■ CHALLENGE 1
In the Android memory leak passage, what caused the leak the writer tracked down?
■ CHALLENGE 2
Please quote the Android memory leak passage from "Now you click" to "returned allocation data.".

You may have noticed that mobile applications do not have a “Quit” button. They essentially run forever, until either the user or the operating system kills the application. This means that if your application has a memory leak, even a small one, the memory usage of the application can grow very large over time.

I had to track down a memory leak in our native code just this week, and it was a bit of a pain so I thought I would share my findings. I am using OSX for development, so if you are on Windows you can figure out the corresponding location of the various files.

First you will need to configure the Android utility ddms (Dalvik Debug Monitor) to display the native heap. You do this by editing the ddms.cfg in the directory “.android” in your home directory. Add the line “native=true”. Now when you launch ddms, you will see a new tab for the native heap:

Now you launch your application on your phone while it is plugged into the USB port. You click the “snapshot current native heap usage” button and … nothing happens.

It turns out that native allocations are not tracked by Android unless you are using the debug malloc library. You can enable this by running the following commands:

adb shell setprop libc.debug.malloc 1
adb shell stop
adb shell start

Now you click the snapshot button and … still nothing happens.

Guess what – unless your phone is rooted, you won’t be able to set this property and get the native heap allocation information out.

So now what? You have two options. Root your phone, or use the emulator. The Android emulator is extremely slow, but in this case, I was able to use it to reproduce the problem that caused the leak. I created a virtual Android device for 4.0 and launched the emulator. After running the commands to enable debug mallocs, the native snapshot finally returned allocation data.

As I searched the web to find this information, I saw several questions asking how you would use this heap snapshot tool to find a leak. It is really straightforward. Just take a snapshot at a point before the leak, take another snapshot after the leak, and then diff the two snapshots with your favorite diff tool to see what allocations are still hanging around after the leak.

So what was the particular leak I found? It turned out to be a texture for a 3D model. The texture was about a meg in size, which corresponded to the 1meg leak I was seeing each time a model was loaded and unloaded.

■ PROVIDED DATA
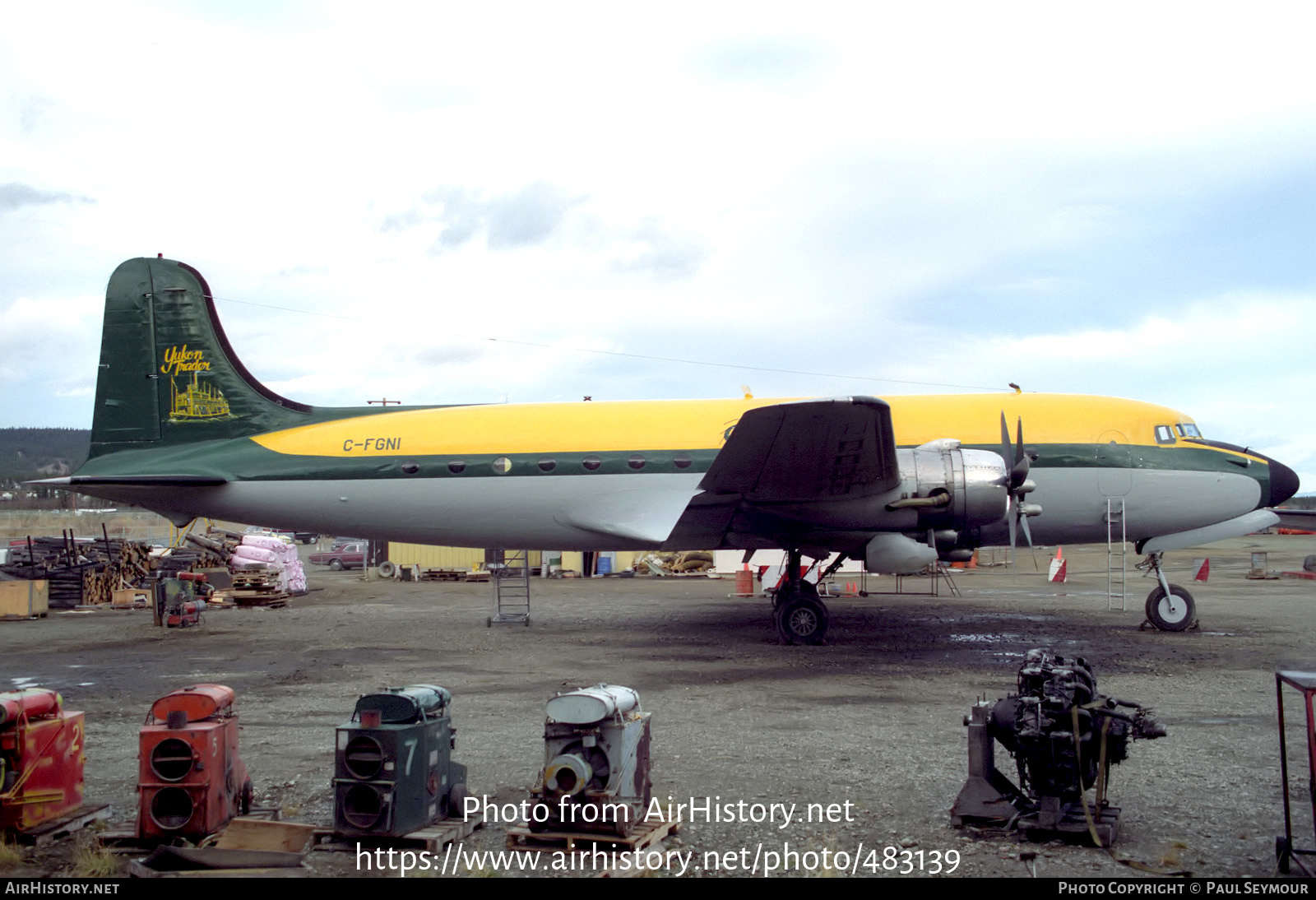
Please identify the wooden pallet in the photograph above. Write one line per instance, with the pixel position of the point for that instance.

■ EXPECTED OUTPUT 1
A texture for a 3D model, about a meg in size.

■ EXPECTED OUTPUT 2
Now you click the snapshot button and … still nothing happens.

Guess what – unless your phone is rooted, you won’t be able to set this property and get the native heap allocation information out.

So now what? You have two options. Root your phone, or use the emulator. The Android emulator is extremely slow, but in this case, I was able to use it to reproduce the problem that caused the leak. I created a virtual Android device for 4.0 and launched the emulator. After running the commands to enable debug mallocs, the native snapshot finally returned allocation data.